DIRECTIONS FOR THIS TASK: Report how many lines of the material contain the string "clicks", matching case exactly, and give only that number.

Stored data entries

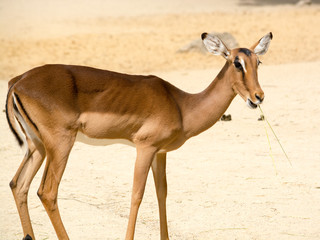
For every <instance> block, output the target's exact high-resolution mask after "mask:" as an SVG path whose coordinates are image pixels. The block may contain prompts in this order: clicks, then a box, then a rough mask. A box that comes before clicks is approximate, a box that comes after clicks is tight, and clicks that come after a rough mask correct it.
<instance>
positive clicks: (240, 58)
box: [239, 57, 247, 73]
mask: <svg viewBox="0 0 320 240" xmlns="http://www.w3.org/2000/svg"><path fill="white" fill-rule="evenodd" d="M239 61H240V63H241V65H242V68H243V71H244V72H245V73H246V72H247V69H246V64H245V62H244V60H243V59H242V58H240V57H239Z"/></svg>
--
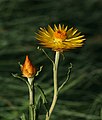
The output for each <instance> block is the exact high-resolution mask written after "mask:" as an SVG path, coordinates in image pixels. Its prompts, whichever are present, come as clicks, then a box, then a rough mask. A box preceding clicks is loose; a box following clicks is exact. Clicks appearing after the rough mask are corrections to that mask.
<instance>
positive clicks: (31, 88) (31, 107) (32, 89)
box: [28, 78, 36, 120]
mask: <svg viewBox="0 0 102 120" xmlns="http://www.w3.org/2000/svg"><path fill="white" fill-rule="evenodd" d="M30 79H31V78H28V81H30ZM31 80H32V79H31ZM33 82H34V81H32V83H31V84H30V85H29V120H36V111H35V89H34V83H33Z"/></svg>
==
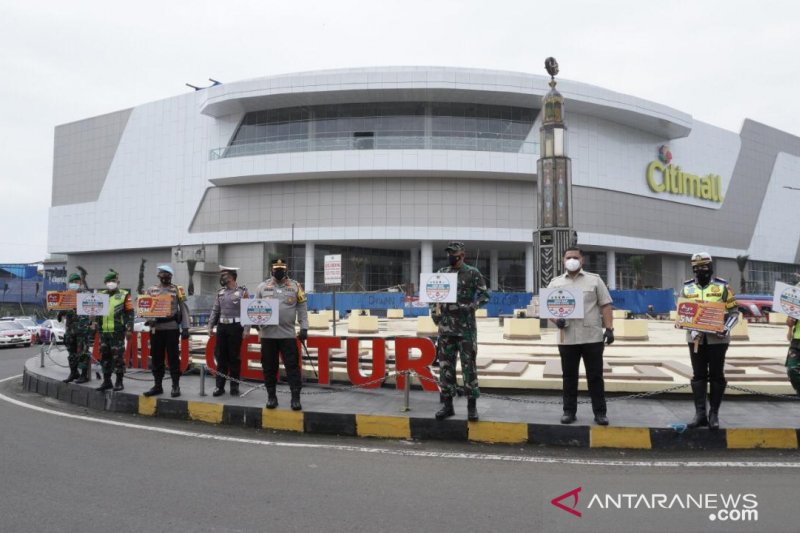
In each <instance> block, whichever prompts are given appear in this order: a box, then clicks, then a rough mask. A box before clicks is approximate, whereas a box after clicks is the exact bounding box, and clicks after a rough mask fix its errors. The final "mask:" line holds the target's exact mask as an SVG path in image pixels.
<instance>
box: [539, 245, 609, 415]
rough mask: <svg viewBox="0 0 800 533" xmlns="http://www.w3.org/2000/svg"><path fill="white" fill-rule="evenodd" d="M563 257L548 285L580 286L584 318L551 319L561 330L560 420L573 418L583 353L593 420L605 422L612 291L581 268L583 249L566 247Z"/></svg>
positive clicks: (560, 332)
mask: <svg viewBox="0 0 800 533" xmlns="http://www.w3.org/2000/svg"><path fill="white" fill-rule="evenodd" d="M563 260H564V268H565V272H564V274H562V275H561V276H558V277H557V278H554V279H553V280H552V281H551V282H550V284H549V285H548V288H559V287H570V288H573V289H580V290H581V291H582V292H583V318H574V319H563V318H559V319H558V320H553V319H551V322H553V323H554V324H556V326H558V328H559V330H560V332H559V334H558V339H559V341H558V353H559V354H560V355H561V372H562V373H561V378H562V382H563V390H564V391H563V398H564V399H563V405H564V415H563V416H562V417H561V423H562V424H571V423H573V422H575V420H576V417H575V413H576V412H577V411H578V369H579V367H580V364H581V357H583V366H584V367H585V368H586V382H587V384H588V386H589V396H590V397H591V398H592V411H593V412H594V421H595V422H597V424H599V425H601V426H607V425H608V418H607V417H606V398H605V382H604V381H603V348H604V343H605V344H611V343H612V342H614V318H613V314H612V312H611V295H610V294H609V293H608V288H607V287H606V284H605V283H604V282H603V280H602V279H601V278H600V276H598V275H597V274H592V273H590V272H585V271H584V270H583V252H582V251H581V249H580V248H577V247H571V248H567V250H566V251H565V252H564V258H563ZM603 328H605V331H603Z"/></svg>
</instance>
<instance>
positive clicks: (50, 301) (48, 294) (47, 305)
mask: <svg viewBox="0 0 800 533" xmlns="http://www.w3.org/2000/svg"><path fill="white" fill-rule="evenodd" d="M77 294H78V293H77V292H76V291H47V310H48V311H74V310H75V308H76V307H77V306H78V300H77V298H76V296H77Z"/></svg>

OUTPUT OF THE EXERCISE: 7